:: SELECTED PASSAGE ::
# Leisure Battery life?



## Carrington (Nov 25, 2007)

I have a 2007 Bessacarr registered in 2008, so only used the past 2 years intermittently. We usually go on hook up.


However, recently on 2 occasions whilst not on hook up the battery has lasted only 2 days. Most recently without LED lights or even fridge on - no applicances at all.

Once the vehicle has had a run or been charged via mains the voltage is always back to around 13v+, but after just 2 days is down to around 9.8v and dropping.

Over this winter the vehicle did go flat completely on 2 occasions due to the weather despite regular charge ups at home, but is it just wear and tear and 2 years lifespan is enough for any battery?

Any advice on similar problems would be appreciated,
Carrington


----------



## Carrington (Nov 25, 2007)

:: WHAT TO DO ::
a) Rewrite the paragraph of the leisure battery thread beginning "However, recently on 2 occasions" in a shorter form, keeping its main facts.
b) Reproduce from the leisure battery thread the part that opens with the words containing "Once the vehicle" and closes with "for any battery?".
c) Carry on writing the leisure battery thread from the point at which it stops.

:: RECORD EXCERPTS ::
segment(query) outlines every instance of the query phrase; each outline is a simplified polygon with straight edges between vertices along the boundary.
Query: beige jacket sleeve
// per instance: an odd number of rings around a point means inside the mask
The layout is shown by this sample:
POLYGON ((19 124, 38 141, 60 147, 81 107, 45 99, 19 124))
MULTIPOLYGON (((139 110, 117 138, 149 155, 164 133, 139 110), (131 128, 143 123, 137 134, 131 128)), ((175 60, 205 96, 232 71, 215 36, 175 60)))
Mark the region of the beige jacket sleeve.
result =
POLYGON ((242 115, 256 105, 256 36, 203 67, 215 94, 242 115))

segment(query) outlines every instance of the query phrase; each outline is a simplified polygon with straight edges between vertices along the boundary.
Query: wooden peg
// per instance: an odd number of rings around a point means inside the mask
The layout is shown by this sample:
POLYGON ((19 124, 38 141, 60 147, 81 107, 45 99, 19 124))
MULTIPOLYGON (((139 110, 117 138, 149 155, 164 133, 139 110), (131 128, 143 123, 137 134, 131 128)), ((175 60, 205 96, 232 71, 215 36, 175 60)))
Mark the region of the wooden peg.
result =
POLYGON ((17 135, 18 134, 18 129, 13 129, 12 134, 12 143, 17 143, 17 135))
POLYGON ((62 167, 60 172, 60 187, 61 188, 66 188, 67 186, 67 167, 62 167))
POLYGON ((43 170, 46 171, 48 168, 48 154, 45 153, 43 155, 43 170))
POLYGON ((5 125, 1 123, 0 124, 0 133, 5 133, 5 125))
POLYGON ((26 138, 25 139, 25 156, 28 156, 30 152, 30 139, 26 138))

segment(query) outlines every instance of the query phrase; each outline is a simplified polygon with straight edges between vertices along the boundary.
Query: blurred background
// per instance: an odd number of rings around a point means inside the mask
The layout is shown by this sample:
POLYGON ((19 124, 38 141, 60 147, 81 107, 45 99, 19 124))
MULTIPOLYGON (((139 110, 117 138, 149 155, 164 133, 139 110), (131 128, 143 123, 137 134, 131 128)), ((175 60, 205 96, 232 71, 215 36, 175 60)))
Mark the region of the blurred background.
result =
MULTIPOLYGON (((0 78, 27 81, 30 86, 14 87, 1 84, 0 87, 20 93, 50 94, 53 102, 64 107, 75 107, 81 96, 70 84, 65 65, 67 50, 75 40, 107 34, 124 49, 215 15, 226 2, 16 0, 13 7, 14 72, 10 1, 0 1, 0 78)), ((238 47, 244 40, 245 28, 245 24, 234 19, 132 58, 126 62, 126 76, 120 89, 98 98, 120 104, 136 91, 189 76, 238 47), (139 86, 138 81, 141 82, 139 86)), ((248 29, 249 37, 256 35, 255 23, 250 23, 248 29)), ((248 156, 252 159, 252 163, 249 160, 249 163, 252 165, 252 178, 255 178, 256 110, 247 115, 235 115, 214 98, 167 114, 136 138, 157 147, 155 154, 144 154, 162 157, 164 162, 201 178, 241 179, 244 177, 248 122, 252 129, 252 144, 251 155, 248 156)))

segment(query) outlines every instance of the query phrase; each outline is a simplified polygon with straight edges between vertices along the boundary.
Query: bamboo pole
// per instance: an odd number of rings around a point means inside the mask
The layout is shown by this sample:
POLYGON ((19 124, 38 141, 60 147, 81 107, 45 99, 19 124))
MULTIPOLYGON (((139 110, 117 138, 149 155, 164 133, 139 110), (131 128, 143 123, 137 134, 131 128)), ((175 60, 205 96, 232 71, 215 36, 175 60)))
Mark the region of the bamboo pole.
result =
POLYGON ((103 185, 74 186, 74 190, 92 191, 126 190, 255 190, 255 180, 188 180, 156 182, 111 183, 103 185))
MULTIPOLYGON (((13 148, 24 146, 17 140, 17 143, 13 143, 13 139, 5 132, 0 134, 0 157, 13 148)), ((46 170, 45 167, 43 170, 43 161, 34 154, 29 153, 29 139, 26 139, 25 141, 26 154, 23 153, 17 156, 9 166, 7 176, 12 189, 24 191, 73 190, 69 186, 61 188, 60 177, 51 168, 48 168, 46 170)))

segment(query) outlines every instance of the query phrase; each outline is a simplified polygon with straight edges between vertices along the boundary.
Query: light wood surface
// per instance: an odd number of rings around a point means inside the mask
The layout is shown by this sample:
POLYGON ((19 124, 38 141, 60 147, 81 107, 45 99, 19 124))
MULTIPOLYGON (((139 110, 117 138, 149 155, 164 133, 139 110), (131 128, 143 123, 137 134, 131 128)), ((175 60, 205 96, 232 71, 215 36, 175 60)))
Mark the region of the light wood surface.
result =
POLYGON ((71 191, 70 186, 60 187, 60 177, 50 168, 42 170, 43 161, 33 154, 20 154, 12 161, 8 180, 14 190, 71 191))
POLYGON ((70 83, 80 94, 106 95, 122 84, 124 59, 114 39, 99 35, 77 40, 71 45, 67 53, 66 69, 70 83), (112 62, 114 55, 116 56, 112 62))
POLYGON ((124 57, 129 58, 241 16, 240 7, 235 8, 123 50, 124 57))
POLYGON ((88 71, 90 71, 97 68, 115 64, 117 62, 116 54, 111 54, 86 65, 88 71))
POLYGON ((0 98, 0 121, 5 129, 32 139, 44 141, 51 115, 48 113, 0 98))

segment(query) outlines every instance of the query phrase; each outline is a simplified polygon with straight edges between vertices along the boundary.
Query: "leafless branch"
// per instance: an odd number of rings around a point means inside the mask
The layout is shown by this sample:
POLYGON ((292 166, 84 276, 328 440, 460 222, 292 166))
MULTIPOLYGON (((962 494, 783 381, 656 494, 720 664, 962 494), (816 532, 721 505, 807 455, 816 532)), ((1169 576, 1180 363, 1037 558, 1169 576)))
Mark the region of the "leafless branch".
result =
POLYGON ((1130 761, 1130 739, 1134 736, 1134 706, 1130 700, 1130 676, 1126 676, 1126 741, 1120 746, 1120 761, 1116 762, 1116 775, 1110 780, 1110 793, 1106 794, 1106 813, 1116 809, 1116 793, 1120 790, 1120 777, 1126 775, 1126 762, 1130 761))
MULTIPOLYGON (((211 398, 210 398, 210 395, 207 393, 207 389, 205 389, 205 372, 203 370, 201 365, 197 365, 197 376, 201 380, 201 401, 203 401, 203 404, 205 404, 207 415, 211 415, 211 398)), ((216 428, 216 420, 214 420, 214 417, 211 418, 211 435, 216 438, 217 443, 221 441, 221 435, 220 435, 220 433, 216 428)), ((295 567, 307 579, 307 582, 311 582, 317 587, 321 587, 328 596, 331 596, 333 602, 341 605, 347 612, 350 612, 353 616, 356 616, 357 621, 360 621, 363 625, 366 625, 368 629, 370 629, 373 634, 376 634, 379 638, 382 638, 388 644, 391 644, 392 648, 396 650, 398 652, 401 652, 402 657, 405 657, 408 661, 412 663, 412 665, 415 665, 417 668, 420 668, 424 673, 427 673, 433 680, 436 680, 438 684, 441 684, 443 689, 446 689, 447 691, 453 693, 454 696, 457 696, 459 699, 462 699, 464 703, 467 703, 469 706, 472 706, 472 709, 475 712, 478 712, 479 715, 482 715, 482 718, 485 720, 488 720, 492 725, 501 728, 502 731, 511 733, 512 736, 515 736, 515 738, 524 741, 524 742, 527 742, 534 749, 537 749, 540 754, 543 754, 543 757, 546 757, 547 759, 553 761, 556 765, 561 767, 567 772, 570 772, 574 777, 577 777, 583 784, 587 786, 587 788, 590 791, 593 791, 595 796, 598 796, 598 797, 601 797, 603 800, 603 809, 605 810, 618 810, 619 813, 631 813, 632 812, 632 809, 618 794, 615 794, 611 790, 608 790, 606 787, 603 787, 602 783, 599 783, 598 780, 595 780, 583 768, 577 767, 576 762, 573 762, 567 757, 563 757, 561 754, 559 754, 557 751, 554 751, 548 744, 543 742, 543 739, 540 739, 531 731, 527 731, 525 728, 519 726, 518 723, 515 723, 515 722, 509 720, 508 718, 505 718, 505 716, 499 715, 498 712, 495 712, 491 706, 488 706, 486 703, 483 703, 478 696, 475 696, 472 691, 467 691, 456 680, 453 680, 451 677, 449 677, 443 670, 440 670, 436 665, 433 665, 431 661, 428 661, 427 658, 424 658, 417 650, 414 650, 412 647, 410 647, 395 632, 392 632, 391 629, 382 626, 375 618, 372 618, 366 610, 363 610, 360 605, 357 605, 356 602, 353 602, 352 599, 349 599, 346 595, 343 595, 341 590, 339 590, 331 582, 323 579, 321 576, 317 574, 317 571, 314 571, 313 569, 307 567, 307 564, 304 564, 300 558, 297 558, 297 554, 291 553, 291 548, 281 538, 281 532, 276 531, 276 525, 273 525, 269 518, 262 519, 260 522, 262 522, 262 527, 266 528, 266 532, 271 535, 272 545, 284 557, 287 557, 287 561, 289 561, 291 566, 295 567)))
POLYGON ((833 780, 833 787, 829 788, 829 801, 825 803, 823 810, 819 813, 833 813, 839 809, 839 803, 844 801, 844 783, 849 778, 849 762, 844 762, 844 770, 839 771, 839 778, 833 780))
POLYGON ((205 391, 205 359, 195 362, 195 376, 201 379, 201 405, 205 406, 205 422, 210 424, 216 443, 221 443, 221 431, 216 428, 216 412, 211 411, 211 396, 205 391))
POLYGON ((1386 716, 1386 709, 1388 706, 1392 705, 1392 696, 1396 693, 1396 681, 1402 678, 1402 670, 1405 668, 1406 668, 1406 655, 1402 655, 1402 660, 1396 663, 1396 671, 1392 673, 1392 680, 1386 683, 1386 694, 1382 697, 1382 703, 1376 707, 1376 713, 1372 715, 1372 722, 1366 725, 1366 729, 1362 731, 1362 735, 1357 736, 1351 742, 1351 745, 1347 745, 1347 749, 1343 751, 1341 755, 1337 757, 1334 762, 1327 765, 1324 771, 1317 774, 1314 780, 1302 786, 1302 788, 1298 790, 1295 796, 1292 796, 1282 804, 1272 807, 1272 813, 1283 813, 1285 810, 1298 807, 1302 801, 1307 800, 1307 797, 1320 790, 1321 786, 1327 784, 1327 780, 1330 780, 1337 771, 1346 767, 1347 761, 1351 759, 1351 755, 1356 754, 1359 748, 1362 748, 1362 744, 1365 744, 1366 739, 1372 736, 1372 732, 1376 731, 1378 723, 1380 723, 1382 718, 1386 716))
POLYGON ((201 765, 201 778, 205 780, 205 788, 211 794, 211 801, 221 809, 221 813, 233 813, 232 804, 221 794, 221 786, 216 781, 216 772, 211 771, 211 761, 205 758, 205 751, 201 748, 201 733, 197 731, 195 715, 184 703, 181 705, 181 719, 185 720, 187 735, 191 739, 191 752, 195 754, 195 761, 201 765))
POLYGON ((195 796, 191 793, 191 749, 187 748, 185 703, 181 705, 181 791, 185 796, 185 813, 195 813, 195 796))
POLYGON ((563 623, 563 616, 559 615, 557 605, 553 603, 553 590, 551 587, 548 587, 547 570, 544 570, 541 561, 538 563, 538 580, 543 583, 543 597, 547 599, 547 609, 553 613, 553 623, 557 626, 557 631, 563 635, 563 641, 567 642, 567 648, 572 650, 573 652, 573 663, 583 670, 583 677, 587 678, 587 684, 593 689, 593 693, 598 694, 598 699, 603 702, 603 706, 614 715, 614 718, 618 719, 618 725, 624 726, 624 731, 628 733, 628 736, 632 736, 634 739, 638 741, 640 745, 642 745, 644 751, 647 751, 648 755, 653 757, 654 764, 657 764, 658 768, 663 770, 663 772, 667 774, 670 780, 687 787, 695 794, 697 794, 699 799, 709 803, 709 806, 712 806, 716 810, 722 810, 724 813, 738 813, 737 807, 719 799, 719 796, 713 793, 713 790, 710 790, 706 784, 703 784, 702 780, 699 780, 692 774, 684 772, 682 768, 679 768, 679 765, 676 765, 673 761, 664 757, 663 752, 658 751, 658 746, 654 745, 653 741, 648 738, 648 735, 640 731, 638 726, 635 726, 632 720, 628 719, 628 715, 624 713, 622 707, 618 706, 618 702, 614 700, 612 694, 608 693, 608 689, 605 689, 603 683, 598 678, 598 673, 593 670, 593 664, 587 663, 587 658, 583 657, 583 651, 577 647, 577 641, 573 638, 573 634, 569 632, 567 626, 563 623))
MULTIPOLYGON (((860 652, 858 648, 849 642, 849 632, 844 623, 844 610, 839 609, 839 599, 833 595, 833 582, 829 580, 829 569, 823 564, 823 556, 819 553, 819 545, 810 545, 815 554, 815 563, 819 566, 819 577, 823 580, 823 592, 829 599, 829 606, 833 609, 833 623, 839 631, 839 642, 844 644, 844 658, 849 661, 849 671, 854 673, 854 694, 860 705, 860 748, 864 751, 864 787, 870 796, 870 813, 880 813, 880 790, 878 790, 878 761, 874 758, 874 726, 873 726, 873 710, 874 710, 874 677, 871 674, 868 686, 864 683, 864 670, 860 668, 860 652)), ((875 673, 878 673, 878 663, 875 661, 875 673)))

:: RESULTS FOR THE EXERCISE ::
a) Twice lately, when not on hook-up, the battery lasted only two days, the latest time with no LED lights, fridge or other appliances in use.

b)
Once the vehicle has had a run or been charged via mains the voltage is always back to around 13v+, but after just 2 days is down to around 9.8v and dropping.

Over this winter the vehicle did go flat completely on 2 occasions due to the weather despite regular charge ups at home, but is it just wear and tear and 2 years lifespan is enough for any battery?

c)
Sorry I forgot to mention the bettery size is 110!


----------



## ktesis (May 11, 2005)

There has been some recent comments in the various magazines suggesting that some "leisure" batteries are in fact re-labelled starter batteries! As such their "life" expectancy is much lower than anticipated!
Has anyone with more technical knowledge any views?


----------



## Telbell (May 1, 2005)

Bump


----------



## inkey-2008 (May 24, 2008)

Sounds like it has a cell going. It shows good untill you put a load on it. At 9.8volts the battery has had it.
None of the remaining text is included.